# Document text:
-=-=-=-=-

The following management’s discussion and analysis of financial condition and results of operations (“MD&A”) should be read in conjunction with the MD&A included in the Company’s Annual Report on Form 10-K for the year ended December 31, 2001. Results of operations for 2002 and 2001 reflect the classification of the Company’s retail aftermarket gas engine business as a discontinued operation.

Results of Operations

Three Months Ended June 30, 2002 Compared to Three Months Ended June 30, 2001

Net Sales Net sales of $282.5 million increased $26.9 million, or 10.5%, from the second quarter of 2001. This increase reflects higher volume in the electrical aftermarket ($11.6 million), the automotive OEM market ($6.2 million), the heavy duty OEM market ($2.0 million), core distribution services and other ($4.9 million) and the acquisitions of Mazda North American Operations ("Mazda") and Auto Matic Transmissions International A/S (“AMT”) in the second quarter of 2001 ($4.6 million). These increases were partially offset by lower volume in the powertrain/drivetrain aftermarket ($2.4 million).

-=-=-=-=-

# Listed records:

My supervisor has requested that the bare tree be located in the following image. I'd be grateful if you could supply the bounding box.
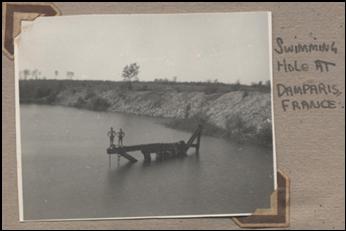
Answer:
[66,71,74,79]
[23,69,30,80]
[121,63,139,89]
[54,70,59,78]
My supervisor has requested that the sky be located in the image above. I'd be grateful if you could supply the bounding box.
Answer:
[15,12,271,84]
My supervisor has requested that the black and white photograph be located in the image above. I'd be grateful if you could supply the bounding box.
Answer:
[14,12,277,221]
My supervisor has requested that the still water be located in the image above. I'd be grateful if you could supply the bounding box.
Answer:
[20,105,274,220]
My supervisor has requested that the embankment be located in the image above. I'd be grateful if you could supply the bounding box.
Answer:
[20,80,272,145]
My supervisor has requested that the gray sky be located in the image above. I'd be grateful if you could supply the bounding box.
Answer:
[15,12,271,84]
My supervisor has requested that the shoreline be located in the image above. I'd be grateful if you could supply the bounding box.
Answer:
[20,80,272,146]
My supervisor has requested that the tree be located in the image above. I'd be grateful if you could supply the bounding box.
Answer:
[54,70,59,78]
[66,71,74,79]
[23,69,30,80]
[121,63,139,89]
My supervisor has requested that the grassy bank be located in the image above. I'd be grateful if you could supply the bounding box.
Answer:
[19,80,272,145]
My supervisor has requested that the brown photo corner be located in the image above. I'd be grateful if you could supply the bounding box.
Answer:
[2,2,344,229]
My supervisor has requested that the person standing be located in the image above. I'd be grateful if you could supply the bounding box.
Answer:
[118,128,125,146]
[107,127,116,147]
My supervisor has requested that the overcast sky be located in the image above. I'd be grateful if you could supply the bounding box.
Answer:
[15,12,271,84]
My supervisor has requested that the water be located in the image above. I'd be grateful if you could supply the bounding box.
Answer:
[20,105,273,220]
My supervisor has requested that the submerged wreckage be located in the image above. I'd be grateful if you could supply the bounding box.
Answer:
[107,125,203,163]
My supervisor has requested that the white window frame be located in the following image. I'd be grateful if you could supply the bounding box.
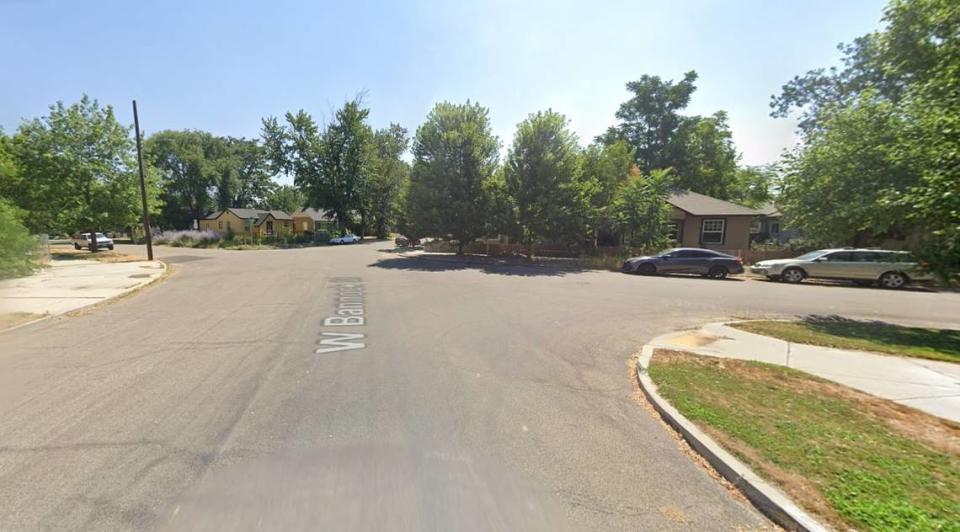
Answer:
[667,222,680,243]
[700,218,727,245]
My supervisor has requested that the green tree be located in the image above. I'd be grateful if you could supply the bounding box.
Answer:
[366,124,410,238]
[664,111,738,199]
[0,199,39,279]
[778,93,918,246]
[11,96,158,233]
[613,170,674,250]
[771,0,960,278]
[259,185,307,214]
[580,140,635,247]
[604,71,697,172]
[407,101,499,254]
[728,165,777,208]
[505,110,580,257]
[262,98,374,232]
[143,130,218,229]
[212,137,276,209]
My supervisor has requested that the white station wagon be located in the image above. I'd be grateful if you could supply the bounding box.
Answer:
[750,248,931,288]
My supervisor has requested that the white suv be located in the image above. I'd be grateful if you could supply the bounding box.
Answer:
[750,248,931,288]
[73,233,113,250]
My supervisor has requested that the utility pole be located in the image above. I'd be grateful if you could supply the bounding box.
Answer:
[133,100,153,260]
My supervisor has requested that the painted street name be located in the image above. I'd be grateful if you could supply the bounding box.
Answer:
[314,277,367,354]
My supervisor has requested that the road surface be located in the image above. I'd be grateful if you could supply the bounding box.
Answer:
[0,242,960,530]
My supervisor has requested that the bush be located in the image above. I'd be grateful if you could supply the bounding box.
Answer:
[0,200,40,279]
[153,229,221,248]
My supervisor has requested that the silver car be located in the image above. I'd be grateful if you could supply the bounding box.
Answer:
[72,233,113,250]
[750,248,931,288]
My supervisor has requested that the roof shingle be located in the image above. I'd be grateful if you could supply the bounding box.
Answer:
[667,190,760,216]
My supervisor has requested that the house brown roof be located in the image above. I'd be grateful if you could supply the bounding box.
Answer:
[667,190,760,216]
[256,211,293,225]
[293,207,333,222]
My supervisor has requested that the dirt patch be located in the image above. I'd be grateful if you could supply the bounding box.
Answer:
[0,312,44,332]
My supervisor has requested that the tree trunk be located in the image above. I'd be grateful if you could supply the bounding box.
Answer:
[90,229,100,253]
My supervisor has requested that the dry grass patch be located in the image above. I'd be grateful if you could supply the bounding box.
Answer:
[649,350,960,530]
[50,246,147,262]
[730,316,960,362]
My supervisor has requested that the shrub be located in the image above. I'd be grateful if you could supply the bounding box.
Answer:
[0,200,40,279]
[153,229,221,248]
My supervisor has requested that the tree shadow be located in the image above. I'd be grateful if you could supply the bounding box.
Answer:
[370,255,590,277]
[803,315,960,359]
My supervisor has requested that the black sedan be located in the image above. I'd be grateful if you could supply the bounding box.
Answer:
[623,248,743,279]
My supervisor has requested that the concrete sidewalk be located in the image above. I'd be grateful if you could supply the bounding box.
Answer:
[650,323,960,422]
[0,260,166,316]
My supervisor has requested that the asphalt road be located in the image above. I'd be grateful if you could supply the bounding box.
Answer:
[0,242,960,530]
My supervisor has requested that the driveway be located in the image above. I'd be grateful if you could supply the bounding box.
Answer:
[0,242,960,530]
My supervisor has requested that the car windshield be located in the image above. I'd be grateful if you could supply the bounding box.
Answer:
[793,249,827,260]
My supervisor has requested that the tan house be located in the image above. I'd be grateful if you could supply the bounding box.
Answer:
[197,208,293,237]
[293,207,336,235]
[667,191,760,253]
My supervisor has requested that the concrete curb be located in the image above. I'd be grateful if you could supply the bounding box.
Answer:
[0,260,170,334]
[637,333,829,532]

-=-=-=-=-

# Requirement:
In the MD&A excerpt, how much did net sales rise compared with the second quarter of 2001?

# Answer to the problem:
$26.9 million, or 10.5%.